■ Given request ■
Copy out all the rows below, replacing "array of JSON objects" with "list of JSON objects" wherever it occurs and keeping all other text the same.

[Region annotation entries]
········

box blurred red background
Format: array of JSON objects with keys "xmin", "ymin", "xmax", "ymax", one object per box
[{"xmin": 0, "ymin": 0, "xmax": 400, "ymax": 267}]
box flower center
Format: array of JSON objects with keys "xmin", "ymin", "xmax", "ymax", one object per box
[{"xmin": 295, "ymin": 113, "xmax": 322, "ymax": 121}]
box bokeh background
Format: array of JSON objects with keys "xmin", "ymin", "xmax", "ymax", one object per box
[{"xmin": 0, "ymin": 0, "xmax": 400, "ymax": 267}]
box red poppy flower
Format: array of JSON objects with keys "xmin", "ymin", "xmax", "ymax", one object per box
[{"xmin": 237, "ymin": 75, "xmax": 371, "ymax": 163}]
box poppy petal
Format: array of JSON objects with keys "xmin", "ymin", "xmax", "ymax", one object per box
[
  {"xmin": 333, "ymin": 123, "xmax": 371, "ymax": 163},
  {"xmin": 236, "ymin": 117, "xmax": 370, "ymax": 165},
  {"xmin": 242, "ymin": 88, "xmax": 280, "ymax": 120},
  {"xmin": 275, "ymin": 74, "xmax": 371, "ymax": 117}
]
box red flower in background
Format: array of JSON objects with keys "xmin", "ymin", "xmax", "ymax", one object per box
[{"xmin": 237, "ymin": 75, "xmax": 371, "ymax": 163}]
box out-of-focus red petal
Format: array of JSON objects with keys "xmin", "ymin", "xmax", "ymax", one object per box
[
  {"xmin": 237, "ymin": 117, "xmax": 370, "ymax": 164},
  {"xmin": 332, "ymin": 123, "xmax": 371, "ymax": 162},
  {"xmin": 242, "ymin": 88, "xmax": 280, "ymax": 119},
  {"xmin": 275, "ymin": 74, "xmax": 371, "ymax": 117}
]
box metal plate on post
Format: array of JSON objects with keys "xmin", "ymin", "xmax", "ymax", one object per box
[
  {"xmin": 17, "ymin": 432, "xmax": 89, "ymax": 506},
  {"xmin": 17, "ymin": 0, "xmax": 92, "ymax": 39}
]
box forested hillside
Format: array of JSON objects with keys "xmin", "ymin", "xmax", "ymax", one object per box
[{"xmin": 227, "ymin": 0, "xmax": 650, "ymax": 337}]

········

■ Solution for this exercise ■
box blurred red background
Format: list of JSON objects with keys "xmin", "ymin", "xmax", "ymax", one object per box
[{"xmin": 0, "ymin": 0, "xmax": 400, "ymax": 267}]
box flower center
Format: list of JSON objects with keys "xmin", "ymin", "xmax", "ymax", one object per box
[{"xmin": 295, "ymin": 113, "xmax": 322, "ymax": 121}]
box bokeh background
Format: list of JSON objects with keys "xmin", "ymin", "xmax", "ymax", one object per box
[{"xmin": 0, "ymin": 0, "xmax": 400, "ymax": 267}]
box red poppy flower
Format: list of JSON objects with keys "xmin", "ymin", "xmax", "ymax", one object per box
[{"xmin": 237, "ymin": 75, "xmax": 371, "ymax": 163}]
box poppy petal
Format: list of JSON objects with keys "xmin", "ymin", "xmax", "ymax", one object per box
[
  {"xmin": 333, "ymin": 123, "xmax": 371, "ymax": 163},
  {"xmin": 236, "ymin": 117, "xmax": 370, "ymax": 165},
  {"xmin": 242, "ymin": 88, "xmax": 280, "ymax": 120},
  {"xmin": 275, "ymin": 74, "xmax": 371, "ymax": 117}
]
box red flower in background
Format: list of JSON objects with keys "xmin", "ymin", "xmax", "ymax", one object per box
[{"xmin": 237, "ymin": 75, "xmax": 371, "ymax": 163}]
box out-of-focus red petal
Format: list of JSON objects with keys "xmin", "ymin", "xmax", "ymax", one object per box
[
  {"xmin": 237, "ymin": 117, "xmax": 370, "ymax": 164},
  {"xmin": 332, "ymin": 123, "xmax": 371, "ymax": 162},
  {"xmin": 242, "ymin": 88, "xmax": 280, "ymax": 119},
  {"xmin": 275, "ymin": 74, "xmax": 371, "ymax": 117}
]
box metal plate on post
Format: list of JSON objects with keys "xmin", "ymin", "xmax", "ymax", one object per box
[
  {"xmin": 17, "ymin": 432, "xmax": 89, "ymax": 506},
  {"xmin": 17, "ymin": 0, "xmax": 92, "ymax": 39}
]
box forested hillside
Format: list of JSON objects with keys "xmin", "ymin", "xmax", "ymax", one object per box
[{"xmin": 227, "ymin": 0, "xmax": 650, "ymax": 337}]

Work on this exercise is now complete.